■ What the task requires
I need the records below retyped exactly.

■ Records for the exercise
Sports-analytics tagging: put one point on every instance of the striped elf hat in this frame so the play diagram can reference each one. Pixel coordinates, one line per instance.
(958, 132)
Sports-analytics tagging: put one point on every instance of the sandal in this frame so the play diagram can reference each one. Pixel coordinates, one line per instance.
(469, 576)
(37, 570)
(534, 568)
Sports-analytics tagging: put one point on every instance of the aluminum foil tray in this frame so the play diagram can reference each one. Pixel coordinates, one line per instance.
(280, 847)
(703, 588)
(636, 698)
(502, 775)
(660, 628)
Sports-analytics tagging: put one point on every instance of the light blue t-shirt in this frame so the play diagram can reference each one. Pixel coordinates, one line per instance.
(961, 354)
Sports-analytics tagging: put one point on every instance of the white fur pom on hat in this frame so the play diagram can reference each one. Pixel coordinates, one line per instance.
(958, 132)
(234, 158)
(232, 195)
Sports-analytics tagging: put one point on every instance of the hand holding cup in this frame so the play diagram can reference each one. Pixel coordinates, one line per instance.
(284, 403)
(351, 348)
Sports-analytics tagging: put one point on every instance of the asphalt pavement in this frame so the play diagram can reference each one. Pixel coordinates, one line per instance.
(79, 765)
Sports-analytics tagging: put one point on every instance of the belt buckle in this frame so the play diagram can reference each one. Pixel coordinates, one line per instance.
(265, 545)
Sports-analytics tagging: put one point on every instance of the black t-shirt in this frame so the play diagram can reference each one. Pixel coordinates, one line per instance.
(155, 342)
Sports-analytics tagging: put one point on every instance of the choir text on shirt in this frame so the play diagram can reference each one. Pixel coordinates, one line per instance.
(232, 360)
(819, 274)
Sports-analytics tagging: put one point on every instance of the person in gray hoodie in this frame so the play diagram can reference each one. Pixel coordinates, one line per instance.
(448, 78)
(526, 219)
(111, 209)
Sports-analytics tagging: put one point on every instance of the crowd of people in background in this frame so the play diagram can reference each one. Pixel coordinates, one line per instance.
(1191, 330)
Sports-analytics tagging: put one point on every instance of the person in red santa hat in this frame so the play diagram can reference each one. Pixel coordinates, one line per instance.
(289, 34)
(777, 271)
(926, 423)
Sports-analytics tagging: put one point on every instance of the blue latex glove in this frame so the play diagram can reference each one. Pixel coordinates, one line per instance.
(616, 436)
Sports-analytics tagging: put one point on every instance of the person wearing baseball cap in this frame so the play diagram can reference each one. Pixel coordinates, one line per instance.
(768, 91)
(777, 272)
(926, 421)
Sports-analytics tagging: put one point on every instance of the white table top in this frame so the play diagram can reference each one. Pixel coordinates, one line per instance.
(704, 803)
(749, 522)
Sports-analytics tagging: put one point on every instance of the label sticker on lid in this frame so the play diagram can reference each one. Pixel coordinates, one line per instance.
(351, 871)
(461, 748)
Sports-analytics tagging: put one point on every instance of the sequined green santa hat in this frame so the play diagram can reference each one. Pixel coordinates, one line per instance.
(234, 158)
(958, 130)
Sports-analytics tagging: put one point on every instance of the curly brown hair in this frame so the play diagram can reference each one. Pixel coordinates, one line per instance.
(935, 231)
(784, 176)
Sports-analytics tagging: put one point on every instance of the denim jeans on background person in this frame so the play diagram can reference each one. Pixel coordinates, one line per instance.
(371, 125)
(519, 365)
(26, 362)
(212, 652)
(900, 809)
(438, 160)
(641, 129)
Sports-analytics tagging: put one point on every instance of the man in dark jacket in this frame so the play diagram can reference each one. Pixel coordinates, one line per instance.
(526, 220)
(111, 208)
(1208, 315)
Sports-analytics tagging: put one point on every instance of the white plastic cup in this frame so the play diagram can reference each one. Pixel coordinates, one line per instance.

■ Answer to this task
Sports-analytics tagging: put one point on every instance of the striped elf hat in this frame so the play diagram can reference each one. Pixel coordinates, one line per instance.
(958, 132)
Sports-analytics tagging: put one point on every instance of the sandal in this frame so the play diagram can reference each one. Pixel coordinates, one line per instance.
(469, 576)
(37, 570)
(534, 568)
Sports-analytics tagging: put one point on every instance of the aluminum foil tray in this frame so the play diagram can reference each one. Pixel coordinates, one line per instance.
(280, 847)
(703, 588)
(636, 698)
(502, 775)
(660, 628)
Sports-analytics tagging: put one point on every instance of the light blue t-shirt in this frame so the play diagram can reference each one. Pixel coordinates, one line per instance.
(961, 354)
Sports-analytics tagging: put one point on every instance of the white fur pom on hat in this frame so the play diagram can reference each one. Pixel coordinates, one line per instance.
(958, 132)
(234, 158)
(232, 195)
Sports-analytics tagging: put one point on every instance of the hand holding cup in this frame so the play diagram can reference each one. Pixel coordinates, one line per instance.
(284, 403)
(351, 348)
Sports-analytics tagging: put one point on every instance of the asphalt pavement in this frame so the play diagram can reference each one. Pixel coordinates, one line per instance.
(79, 765)
Sports-analytics tagging: put one point on every instance of the belt buckle in this frame so the play diagram can reference each one. Pixel coordinates, one line per instance.
(265, 545)
Sports-analytics tagging: put one point on every instance of the black t-shirt in this frame so the play diagram can reference each one. Pixel coordinates, one line per instance.
(155, 342)
Sports-analytics tagging: put one point on every instance of the choir text on shirt in this frame so the play diagram can reference each one. Pixel coordinates, one line per instance.
(232, 360)
(819, 274)
Sports-analytics tagging: put one point on every instance of the person in gray hoodie in this frame so the play diagram can reference each one. Pixel coordinates, one line per instance.
(448, 78)
(526, 219)
(111, 209)
Sports-analytics tagging: put one point on every instance of the crowd of people in background in this frame so the play diagram can reference each one. Pixel coordinates, one line per instance.
(1191, 330)
Sports-analytics tagging: put one point on every instance of the person in red santa hat in this frame so the play diagram can reference each one. Pixel coordinates, one line per instance.
(289, 34)
(777, 271)
(926, 423)
Sports-analytics tagging: put one point on every instance of the blue latex glove in this frame so the play diagram can reference each one. Pixel coordinates, one line per instance.
(616, 436)
Sports-analytics tagging: put one point on every instance of the person wearing baseball cap in this frame so the play diagram can reference each one. Pixel coordinates, one line per instance.
(768, 91)
(777, 272)
(926, 421)
Sports-analytics tagging: put one point on every instance of the white table top in this frame so the play diagram can reference each one. Pixel coordinates, one line per instance.
(704, 803)
(749, 522)
Sports-analytics tagging: put one point on every instance of the label sticker on lid in this frame so the play diagram can reference each one. Pixel coordinates, one line per instance.
(351, 871)
(461, 748)
Sports-analytics tagging: put one point on every instance of the sequined green santa hat in this frame so the play diagram can reference each one. Pixel coordinates, one line per instance.
(234, 158)
(958, 130)
Sports-analytics tagging: put one point on every instance of the curly brown hair in this frame so the play diagram can reference each one. Pixel coordinates, one line per instance.
(935, 231)
(784, 176)
Sports-analytics tagging: put one point on every instance of the denim jeans on background person in this frame so the play diagram can reference each one. Pixel coordinates, one line per instance.
(371, 125)
(519, 365)
(26, 362)
(212, 652)
(900, 809)
(438, 160)
(641, 129)
Sports-analytics tagging: put one point on every instance of the man in dark jacket in this frame so the play diagram can reference each one. Pixel coordinates, one line per instance.
(526, 220)
(111, 208)
(1208, 315)
Sports-analytics tagging: put one point on every instance of the white plastic cup in this frame so the play diagram can reference each one. Pixel coordinates, one line per instance.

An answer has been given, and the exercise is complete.